• **WORK TO BE COMPLETED**
Please print every record that follows, keeping each one exactly as it is.

[Spatial localization data]
:::::

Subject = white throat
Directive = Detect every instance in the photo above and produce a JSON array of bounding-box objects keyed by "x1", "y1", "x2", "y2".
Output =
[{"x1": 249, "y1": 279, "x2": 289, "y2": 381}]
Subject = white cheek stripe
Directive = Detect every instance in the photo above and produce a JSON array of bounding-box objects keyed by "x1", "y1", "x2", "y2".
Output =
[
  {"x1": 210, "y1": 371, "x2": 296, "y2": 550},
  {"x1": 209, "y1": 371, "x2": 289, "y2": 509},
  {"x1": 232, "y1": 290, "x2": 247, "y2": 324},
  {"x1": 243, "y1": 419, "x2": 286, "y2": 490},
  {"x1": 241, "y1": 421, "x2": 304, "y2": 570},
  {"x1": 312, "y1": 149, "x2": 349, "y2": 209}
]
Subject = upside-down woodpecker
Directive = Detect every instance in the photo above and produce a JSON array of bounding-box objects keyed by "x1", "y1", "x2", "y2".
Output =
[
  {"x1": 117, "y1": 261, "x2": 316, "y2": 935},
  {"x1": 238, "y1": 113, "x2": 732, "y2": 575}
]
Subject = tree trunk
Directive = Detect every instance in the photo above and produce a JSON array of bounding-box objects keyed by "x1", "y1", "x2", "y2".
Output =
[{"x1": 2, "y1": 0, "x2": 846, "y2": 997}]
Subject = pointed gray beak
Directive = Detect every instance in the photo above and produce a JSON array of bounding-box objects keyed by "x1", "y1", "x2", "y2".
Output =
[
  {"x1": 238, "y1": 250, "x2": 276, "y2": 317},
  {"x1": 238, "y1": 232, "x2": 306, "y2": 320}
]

:::::

• **WORKED SOLUTION**
Subject = white throat
Directive = Detect every instance in the photo above and produce a JSON array of bounding-box objects keyed by "x1", "y1", "x2", "y2".
Output =
[{"x1": 249, "y1": 279, "x2": 289, "y2": 381}]
Subject = white cheek stripe
Directive = Detect every instance in the photo above and produce a JSON array of bounding-box objects keyed by "x1", "y1", "x2", "y2".
Output =
[
  {"x1": 210, "y1": 371, "x2": 296, "y2": 550},
  {"x1": 209, "y1": 371, "x2": 289, "y2": 509},
  {"x1": 232, "y1": 290, "x2": 247, "y2": 324},
  {"x1": 243, "y1": 419, "x2": 286, "y2": 490},
  {"x1": 241, "y1": 421, "x2": 304, "y2": 570},
  {"x1": 312, "y1": 149, "x2": 349, "y2": 209}
]
Subject = upside-down woodpecker
Directive = Detect every instance in the photo above and produce a JSON array of bounding-box objects keyed by "x1", "y1", "x2", "y2".
Output =
[
  {"x1": 117, "y1": 261, "x2": 316, "y2": 935},
  {"x1": 238, "y1": 113, "x2": 732, "y2": 575}
]
Subject = tree trunk
Directive = Detect every instance in the photo above and produce a JSON array of bounding-box objects keyed by "x1", "y1", "x2", "y2".
Output =
[{"x1": 2, "y1": 0, "x2": 846, "y2": 997}]
Subject = pointed gray beak
Directive = Detect every instance in the photo above and produce a JSON array of bounding-box objects keyed by "x1", "y1", "x2", "y2".
Output =
[
  {"x1": 238, "y1": 250, "x2": 276, "y2": 317},
  {"x1": 238, "y1": 232, "x2": 306, "y2": 320}
]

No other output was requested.